- **Material provided**:
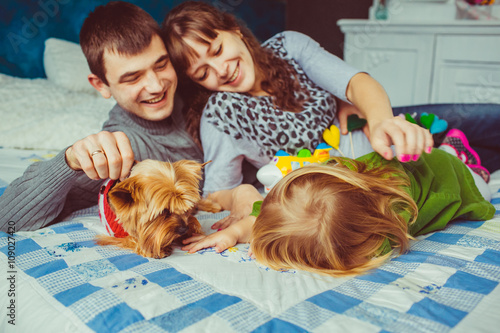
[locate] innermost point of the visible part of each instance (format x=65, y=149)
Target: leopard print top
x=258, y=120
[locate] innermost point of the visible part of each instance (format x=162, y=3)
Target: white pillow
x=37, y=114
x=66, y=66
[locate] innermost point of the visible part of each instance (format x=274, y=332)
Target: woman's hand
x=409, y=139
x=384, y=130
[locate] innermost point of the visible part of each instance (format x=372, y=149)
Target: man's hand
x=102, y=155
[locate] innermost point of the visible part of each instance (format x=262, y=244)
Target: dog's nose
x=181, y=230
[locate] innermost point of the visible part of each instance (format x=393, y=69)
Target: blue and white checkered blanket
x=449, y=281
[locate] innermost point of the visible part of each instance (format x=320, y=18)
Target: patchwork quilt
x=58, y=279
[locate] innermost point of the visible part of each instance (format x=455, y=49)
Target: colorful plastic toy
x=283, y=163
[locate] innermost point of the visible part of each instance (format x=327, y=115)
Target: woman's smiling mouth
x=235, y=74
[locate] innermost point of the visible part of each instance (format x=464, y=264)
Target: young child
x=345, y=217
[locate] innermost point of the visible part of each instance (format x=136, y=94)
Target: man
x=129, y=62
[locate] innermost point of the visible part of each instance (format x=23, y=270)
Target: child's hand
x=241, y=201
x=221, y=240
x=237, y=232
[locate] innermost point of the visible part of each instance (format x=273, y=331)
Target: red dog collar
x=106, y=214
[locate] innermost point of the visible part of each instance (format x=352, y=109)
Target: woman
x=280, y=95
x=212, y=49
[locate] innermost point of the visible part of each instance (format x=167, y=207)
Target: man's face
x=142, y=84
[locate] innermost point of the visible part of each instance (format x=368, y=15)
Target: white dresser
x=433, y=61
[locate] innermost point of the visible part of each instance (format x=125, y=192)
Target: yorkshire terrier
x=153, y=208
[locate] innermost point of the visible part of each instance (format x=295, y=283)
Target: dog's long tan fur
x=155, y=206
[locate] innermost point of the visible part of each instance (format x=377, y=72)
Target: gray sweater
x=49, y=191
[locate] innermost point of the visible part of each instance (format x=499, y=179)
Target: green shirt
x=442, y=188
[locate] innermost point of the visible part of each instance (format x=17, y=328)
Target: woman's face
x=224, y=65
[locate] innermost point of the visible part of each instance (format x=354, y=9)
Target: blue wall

---

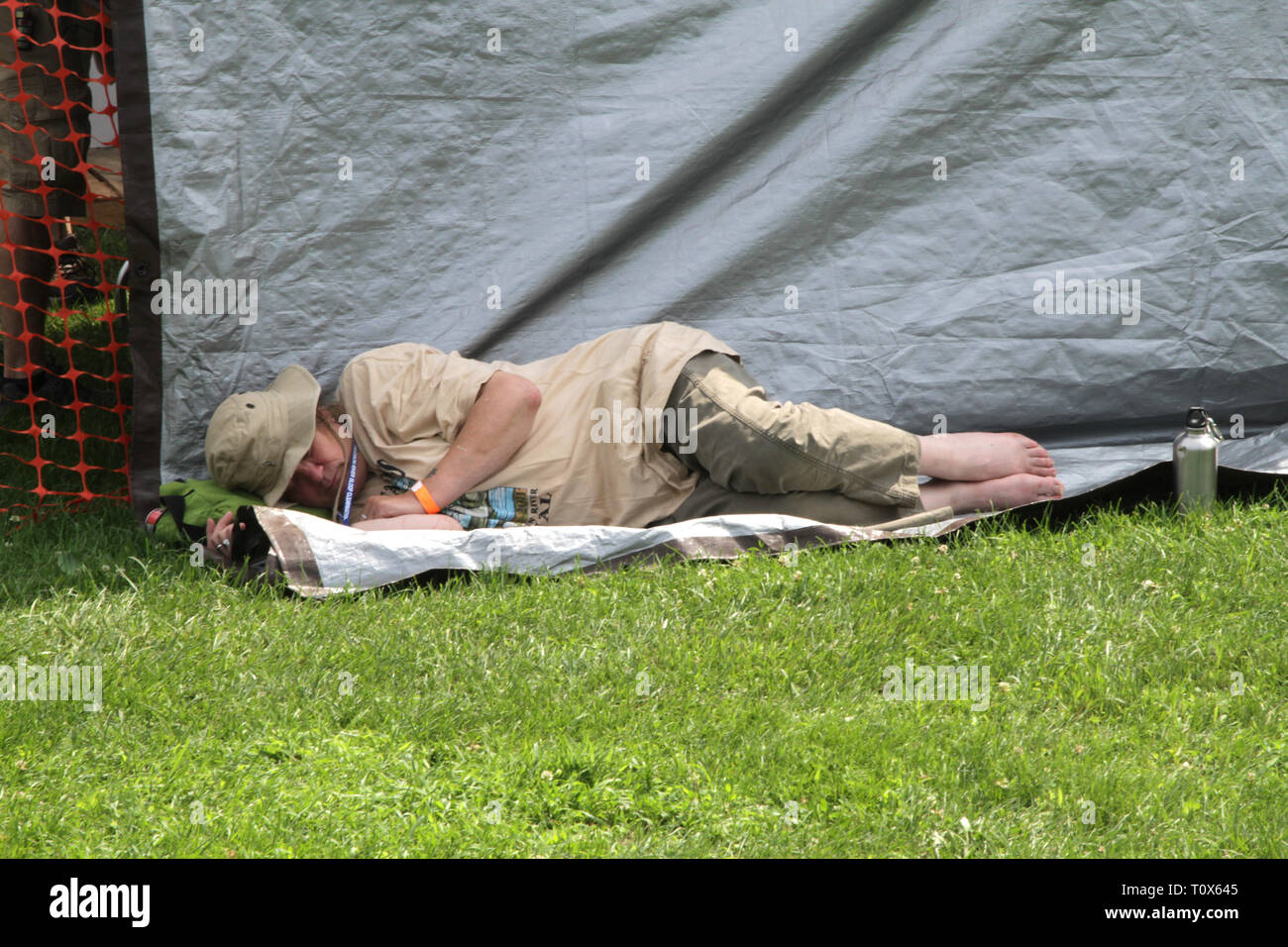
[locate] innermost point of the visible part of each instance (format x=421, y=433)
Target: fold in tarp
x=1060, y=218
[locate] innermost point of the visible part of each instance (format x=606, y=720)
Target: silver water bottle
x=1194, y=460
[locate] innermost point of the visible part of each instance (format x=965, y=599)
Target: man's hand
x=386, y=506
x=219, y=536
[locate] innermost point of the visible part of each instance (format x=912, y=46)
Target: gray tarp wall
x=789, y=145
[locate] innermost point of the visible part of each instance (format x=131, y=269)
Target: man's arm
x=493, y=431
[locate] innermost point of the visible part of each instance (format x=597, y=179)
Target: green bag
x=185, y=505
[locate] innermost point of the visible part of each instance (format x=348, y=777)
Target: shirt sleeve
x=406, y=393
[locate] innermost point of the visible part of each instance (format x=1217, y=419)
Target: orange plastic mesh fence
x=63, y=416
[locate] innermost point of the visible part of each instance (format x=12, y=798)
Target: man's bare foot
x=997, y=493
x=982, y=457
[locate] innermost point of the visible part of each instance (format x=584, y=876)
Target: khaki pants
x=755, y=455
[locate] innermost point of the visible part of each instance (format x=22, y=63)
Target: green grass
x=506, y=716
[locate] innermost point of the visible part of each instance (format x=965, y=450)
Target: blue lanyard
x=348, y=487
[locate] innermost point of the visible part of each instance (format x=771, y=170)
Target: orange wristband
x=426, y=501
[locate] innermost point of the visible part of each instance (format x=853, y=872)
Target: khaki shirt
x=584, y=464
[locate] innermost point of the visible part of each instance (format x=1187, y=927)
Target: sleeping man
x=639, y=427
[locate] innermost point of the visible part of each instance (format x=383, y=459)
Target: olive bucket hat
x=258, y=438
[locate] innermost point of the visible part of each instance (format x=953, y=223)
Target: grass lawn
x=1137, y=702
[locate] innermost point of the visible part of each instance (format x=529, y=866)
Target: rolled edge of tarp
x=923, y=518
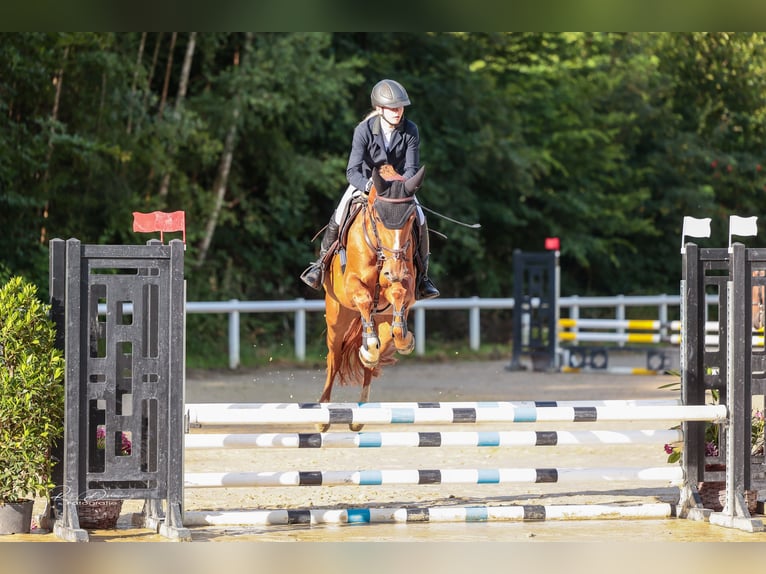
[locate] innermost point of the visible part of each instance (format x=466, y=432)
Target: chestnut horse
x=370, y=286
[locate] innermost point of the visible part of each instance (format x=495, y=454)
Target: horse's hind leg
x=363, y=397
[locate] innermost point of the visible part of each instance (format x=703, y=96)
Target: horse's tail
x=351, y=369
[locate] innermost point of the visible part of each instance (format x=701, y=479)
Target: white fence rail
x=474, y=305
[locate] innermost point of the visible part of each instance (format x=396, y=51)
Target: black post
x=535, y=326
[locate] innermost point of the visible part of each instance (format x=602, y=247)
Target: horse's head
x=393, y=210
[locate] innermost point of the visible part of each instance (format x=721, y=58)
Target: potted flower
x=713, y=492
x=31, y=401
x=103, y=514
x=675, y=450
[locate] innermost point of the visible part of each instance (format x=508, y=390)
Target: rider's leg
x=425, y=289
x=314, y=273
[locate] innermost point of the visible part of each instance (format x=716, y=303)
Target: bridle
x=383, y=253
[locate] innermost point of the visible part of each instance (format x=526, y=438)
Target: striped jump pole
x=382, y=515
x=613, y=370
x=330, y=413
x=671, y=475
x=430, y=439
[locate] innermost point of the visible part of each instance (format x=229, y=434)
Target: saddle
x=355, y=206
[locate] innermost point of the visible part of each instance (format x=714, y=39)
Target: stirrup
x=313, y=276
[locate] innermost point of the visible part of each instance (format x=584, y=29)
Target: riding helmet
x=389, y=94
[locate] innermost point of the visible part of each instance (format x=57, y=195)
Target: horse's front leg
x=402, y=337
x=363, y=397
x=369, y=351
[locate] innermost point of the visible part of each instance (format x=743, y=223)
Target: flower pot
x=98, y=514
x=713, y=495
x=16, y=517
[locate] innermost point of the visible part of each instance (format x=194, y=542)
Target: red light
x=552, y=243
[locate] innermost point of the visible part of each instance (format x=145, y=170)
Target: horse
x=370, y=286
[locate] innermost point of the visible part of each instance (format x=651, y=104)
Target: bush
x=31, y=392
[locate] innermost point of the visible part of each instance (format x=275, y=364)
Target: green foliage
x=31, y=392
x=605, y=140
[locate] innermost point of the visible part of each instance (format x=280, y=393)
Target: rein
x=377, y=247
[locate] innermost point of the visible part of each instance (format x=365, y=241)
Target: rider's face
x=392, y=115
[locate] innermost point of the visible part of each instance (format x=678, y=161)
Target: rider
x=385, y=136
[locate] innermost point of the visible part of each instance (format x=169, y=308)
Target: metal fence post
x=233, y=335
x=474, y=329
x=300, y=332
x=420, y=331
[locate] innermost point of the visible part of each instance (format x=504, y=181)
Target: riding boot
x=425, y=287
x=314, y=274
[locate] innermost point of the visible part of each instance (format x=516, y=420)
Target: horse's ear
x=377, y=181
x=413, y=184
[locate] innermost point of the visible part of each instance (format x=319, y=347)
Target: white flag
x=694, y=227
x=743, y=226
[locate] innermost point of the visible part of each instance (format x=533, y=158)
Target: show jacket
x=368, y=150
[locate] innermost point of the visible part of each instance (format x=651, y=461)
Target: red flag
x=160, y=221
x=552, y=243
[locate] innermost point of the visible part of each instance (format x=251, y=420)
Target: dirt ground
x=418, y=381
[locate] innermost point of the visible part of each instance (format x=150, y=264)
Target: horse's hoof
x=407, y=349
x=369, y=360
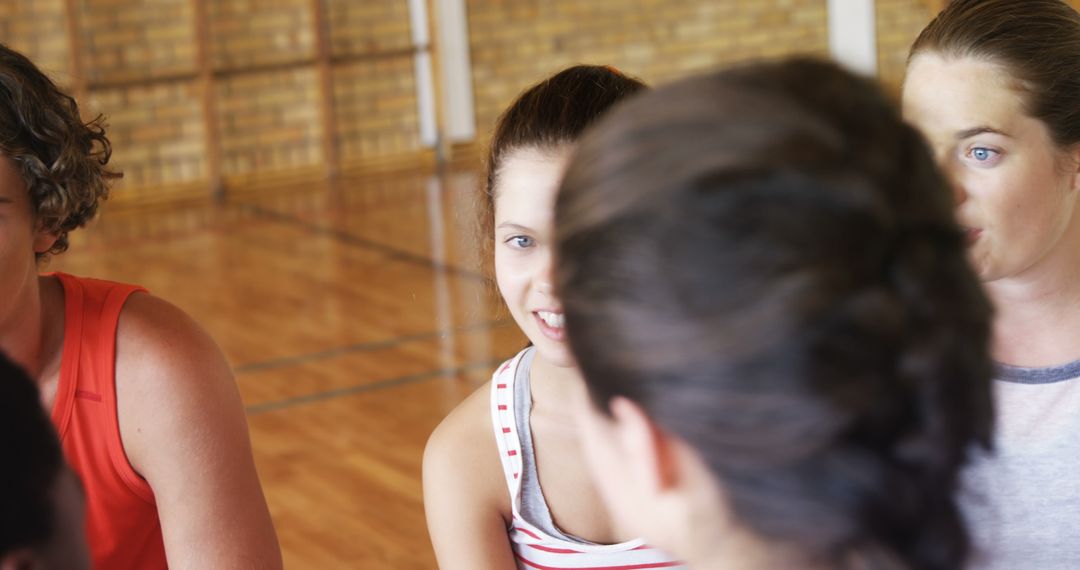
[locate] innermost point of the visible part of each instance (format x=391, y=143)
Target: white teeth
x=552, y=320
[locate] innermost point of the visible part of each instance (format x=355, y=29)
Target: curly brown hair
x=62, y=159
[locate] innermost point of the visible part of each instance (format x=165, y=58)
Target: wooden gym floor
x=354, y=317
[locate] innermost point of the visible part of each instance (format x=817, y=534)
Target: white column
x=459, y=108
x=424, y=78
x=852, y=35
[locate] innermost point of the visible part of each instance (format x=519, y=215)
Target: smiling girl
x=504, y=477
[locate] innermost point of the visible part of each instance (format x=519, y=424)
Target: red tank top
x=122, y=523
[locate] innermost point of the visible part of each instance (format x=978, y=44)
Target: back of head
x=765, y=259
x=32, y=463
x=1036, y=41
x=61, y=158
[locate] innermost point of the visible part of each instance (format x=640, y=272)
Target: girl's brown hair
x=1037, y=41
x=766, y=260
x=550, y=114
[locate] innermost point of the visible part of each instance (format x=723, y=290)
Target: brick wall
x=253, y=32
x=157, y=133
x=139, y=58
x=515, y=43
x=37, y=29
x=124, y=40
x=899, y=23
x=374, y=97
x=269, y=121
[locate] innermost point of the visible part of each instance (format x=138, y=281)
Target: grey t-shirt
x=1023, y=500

---

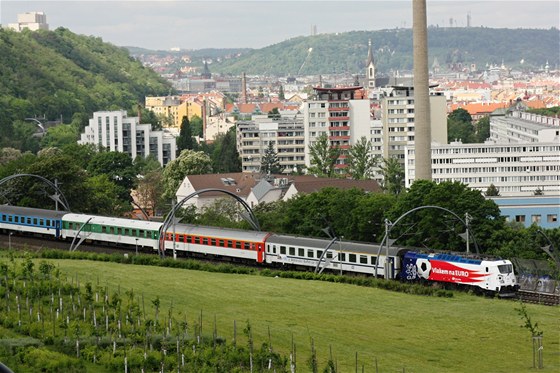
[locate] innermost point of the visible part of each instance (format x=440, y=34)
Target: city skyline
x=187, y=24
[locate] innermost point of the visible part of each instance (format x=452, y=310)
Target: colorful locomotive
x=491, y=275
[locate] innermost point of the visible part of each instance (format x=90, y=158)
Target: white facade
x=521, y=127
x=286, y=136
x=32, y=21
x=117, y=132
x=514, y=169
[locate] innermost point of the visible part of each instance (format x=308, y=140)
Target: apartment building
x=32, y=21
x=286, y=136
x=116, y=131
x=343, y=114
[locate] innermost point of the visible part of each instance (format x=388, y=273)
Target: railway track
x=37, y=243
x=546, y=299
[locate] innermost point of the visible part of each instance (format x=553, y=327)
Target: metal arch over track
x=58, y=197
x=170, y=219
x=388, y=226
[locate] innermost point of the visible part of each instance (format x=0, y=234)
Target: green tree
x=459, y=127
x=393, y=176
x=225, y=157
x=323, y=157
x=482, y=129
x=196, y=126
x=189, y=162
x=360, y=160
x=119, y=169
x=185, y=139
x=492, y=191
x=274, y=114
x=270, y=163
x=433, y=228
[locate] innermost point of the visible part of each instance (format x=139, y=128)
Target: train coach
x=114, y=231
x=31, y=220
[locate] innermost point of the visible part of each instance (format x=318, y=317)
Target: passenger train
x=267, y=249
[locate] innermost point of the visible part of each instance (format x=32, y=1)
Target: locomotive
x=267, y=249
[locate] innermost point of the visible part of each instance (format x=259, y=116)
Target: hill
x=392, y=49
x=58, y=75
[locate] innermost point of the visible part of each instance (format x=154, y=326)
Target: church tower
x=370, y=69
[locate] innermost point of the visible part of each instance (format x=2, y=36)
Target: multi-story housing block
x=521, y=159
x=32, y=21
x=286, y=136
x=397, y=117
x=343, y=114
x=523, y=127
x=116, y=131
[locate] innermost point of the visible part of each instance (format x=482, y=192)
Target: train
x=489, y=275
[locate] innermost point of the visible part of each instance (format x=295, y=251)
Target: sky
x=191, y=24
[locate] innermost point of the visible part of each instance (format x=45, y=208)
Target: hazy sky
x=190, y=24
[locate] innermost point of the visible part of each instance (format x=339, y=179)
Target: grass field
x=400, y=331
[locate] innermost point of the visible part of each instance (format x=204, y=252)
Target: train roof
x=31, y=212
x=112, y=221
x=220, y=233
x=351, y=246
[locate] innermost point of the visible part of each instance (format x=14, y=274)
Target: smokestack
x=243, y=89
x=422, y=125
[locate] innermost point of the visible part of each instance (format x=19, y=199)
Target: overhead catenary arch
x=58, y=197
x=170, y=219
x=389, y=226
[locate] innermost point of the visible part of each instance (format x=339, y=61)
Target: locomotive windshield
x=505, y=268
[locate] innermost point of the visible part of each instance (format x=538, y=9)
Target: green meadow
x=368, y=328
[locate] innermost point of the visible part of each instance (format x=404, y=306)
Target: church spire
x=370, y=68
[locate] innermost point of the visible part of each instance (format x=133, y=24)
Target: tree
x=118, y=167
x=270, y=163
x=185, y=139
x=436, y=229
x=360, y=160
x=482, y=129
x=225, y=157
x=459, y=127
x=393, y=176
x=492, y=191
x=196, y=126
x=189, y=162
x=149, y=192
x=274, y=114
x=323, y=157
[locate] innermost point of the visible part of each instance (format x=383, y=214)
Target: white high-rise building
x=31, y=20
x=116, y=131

- **Stated task**:
Update the records above from the line containing "(format x=853, y=872)" down to the line containing "x=258, y=438", with both of those lines included. Output only these lines, with "khaki" replaced by "tan" and everything else kept the same.

- **Exercise answer**:
[locate] innermost point of the visible part of each instance (format x=853, y=872)
Target: tan shirt
x=584, y=464
[locate] innermost point of the visible part of each instance (format x=1187, y=927)
Target: sleeping man
x=639, y=427
[locate] innermost point of the visible part of each instance (format x=383, y=459)
Target: olive bucket hat
x=258, y=438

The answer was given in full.